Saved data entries
::::::::
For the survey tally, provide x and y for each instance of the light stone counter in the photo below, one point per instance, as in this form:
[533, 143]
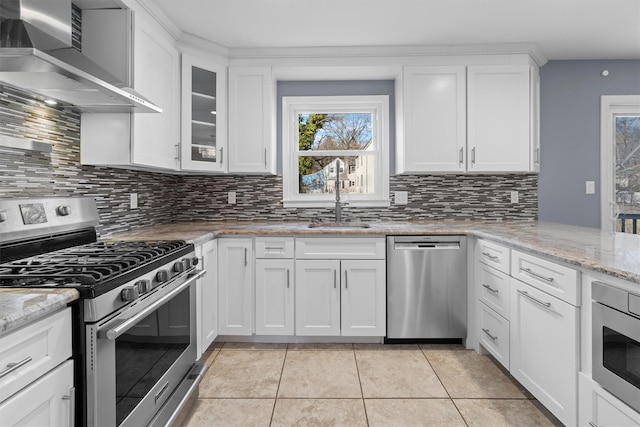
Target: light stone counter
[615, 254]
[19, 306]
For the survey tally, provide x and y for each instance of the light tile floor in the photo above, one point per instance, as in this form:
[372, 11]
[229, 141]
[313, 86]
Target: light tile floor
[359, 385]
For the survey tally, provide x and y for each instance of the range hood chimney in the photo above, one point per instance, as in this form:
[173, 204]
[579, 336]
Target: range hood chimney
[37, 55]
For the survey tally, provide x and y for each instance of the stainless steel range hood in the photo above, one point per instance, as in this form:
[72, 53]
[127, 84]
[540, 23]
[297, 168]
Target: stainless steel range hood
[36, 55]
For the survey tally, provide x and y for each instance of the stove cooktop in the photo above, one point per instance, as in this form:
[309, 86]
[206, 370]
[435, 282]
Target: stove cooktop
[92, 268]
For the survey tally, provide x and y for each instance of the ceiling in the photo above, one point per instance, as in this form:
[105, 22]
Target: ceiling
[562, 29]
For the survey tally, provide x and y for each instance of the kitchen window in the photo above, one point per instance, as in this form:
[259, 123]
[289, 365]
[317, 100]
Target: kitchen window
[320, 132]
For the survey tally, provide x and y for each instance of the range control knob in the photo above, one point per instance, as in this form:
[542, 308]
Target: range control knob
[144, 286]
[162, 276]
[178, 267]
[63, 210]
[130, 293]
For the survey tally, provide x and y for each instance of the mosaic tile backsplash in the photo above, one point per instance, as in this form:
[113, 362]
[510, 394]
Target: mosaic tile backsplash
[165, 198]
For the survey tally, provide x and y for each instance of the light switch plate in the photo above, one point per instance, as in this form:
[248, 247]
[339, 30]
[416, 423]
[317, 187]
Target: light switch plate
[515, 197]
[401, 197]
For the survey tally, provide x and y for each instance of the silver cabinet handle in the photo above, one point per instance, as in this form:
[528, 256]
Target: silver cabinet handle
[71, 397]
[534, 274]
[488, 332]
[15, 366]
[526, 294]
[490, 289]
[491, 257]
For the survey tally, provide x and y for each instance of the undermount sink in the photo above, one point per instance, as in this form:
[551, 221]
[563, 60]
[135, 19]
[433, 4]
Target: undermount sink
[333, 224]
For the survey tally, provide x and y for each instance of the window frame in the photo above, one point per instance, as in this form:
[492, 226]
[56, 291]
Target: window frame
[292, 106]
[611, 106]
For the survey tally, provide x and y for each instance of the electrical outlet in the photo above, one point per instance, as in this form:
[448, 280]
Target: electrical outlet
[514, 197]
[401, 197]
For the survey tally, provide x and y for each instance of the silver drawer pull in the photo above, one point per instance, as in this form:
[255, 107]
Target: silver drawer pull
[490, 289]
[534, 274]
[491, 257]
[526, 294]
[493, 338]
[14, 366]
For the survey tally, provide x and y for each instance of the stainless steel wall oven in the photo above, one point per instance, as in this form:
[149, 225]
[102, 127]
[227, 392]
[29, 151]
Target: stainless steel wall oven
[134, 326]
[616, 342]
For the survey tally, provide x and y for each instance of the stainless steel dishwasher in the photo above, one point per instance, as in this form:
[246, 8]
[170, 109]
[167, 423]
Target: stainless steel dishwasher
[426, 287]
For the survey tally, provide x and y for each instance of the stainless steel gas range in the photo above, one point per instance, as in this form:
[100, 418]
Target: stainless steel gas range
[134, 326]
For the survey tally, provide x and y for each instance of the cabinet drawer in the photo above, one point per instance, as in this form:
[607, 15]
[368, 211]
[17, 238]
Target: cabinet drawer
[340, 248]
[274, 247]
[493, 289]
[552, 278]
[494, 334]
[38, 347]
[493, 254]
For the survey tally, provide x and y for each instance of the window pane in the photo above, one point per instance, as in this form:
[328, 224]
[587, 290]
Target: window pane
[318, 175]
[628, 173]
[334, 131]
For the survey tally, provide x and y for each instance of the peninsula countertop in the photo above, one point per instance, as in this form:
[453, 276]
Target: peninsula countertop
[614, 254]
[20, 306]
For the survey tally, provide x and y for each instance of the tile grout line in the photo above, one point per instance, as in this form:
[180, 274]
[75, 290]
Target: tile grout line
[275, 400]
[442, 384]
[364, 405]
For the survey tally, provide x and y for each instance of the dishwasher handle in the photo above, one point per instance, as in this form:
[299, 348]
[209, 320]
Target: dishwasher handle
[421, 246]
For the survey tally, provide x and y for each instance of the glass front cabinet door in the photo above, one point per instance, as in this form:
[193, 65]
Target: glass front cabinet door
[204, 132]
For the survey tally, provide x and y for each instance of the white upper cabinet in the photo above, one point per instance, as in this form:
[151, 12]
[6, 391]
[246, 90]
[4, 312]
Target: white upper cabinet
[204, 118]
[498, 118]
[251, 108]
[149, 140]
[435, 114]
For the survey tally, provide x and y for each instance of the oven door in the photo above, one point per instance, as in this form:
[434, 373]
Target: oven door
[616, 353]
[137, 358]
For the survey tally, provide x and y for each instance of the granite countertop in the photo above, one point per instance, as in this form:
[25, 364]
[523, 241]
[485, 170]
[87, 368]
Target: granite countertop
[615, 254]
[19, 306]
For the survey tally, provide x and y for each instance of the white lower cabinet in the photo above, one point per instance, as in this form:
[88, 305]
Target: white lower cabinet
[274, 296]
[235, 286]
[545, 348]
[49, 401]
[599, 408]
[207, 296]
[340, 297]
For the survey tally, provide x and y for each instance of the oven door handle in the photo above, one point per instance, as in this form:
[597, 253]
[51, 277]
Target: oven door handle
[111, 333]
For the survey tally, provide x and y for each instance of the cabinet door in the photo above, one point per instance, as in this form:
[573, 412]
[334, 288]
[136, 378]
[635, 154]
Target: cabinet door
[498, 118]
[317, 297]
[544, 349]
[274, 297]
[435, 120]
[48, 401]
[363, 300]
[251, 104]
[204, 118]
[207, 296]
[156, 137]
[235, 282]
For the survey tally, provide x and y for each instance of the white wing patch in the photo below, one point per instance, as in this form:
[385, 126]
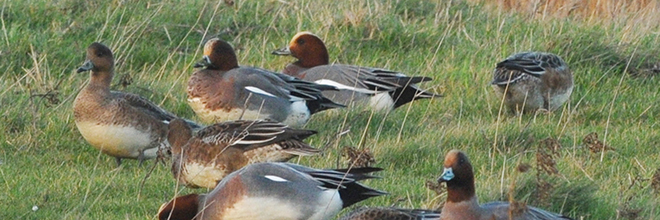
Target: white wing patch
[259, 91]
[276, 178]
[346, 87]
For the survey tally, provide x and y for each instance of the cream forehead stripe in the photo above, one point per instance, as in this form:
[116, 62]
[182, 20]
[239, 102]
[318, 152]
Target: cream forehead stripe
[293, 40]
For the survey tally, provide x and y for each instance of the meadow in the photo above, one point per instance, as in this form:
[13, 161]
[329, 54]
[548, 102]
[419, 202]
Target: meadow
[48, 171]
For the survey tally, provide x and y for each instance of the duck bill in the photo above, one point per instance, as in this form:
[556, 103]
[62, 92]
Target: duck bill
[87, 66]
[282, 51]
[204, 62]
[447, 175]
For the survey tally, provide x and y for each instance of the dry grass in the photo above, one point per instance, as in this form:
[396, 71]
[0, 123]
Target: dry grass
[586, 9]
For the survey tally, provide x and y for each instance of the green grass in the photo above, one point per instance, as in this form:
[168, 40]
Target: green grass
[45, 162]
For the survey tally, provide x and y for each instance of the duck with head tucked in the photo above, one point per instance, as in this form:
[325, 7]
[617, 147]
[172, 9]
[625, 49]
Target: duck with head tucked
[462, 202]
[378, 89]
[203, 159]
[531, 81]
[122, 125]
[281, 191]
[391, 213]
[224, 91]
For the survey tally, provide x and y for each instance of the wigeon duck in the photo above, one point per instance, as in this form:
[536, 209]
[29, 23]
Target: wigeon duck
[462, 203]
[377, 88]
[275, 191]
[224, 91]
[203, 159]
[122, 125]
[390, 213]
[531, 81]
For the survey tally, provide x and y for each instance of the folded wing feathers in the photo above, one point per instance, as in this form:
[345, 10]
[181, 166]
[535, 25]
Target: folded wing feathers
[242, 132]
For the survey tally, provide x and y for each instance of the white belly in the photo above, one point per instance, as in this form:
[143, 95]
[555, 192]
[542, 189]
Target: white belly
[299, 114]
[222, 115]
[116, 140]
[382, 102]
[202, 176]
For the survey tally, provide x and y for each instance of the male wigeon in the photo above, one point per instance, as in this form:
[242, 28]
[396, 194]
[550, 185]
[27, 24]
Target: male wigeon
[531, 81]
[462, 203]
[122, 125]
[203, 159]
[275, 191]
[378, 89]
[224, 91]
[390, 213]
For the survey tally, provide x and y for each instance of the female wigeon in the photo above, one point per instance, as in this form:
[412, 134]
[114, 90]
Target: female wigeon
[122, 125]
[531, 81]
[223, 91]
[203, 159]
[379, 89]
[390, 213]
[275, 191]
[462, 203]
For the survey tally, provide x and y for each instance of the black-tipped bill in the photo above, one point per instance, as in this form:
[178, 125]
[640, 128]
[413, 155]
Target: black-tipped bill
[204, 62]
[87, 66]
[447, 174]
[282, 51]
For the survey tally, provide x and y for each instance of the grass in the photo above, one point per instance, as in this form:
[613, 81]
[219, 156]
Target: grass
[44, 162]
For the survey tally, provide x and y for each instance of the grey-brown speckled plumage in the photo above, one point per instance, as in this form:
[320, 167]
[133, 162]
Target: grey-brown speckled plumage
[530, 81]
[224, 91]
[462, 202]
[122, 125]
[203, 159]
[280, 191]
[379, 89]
::::::::
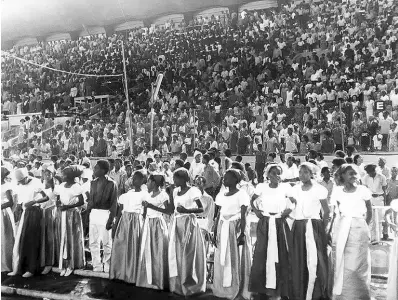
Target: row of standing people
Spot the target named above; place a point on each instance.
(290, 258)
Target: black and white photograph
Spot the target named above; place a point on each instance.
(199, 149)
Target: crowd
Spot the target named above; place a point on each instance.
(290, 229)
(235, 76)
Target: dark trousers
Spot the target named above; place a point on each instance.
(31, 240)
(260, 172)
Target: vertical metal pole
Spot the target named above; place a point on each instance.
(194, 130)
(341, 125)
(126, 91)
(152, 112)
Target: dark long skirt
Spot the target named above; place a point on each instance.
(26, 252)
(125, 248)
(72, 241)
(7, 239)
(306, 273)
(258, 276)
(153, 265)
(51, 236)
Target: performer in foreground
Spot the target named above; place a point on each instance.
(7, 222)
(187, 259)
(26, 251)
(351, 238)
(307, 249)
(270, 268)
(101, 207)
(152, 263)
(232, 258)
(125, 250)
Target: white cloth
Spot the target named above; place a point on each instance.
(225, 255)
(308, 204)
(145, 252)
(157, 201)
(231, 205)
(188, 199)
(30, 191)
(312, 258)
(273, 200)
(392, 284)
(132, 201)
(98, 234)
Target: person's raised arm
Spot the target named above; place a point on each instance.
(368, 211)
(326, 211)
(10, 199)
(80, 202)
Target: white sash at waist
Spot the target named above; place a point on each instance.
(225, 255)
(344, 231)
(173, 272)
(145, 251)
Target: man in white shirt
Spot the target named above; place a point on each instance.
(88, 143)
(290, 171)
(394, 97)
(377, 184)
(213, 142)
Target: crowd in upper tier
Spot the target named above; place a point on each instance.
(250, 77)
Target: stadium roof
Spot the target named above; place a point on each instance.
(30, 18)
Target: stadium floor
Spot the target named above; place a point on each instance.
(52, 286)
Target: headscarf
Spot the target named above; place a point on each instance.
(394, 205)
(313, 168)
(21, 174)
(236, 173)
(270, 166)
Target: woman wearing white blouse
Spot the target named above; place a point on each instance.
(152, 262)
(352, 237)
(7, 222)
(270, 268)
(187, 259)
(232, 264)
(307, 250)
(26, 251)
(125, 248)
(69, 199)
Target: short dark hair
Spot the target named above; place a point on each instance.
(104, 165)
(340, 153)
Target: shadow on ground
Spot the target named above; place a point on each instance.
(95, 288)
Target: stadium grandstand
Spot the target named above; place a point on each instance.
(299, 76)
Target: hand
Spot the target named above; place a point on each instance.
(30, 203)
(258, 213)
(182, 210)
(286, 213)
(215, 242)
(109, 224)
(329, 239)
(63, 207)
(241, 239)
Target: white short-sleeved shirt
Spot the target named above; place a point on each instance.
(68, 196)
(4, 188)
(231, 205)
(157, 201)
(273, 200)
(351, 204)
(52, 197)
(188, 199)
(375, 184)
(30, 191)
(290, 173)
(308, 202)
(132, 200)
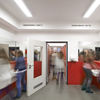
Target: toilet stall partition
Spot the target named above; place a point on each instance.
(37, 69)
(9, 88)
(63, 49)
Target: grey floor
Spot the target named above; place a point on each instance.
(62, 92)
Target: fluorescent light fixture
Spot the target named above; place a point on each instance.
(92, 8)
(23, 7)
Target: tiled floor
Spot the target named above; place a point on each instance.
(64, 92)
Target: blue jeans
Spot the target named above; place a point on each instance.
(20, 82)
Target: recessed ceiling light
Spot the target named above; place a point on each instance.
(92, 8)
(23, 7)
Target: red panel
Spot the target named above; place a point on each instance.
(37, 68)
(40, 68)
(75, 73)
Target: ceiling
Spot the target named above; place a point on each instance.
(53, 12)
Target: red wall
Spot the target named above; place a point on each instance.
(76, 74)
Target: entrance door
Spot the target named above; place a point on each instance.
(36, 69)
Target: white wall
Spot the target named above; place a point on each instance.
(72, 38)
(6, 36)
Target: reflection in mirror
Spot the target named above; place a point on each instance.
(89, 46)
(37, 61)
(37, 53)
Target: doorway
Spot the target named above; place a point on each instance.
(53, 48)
::::::::
-- GOAL OF THE EXERCISE --
Go through the entries and return each line where the word "short" appears.

-- REPLY --
Target: short dark hair
Target: white short-sleeved shirt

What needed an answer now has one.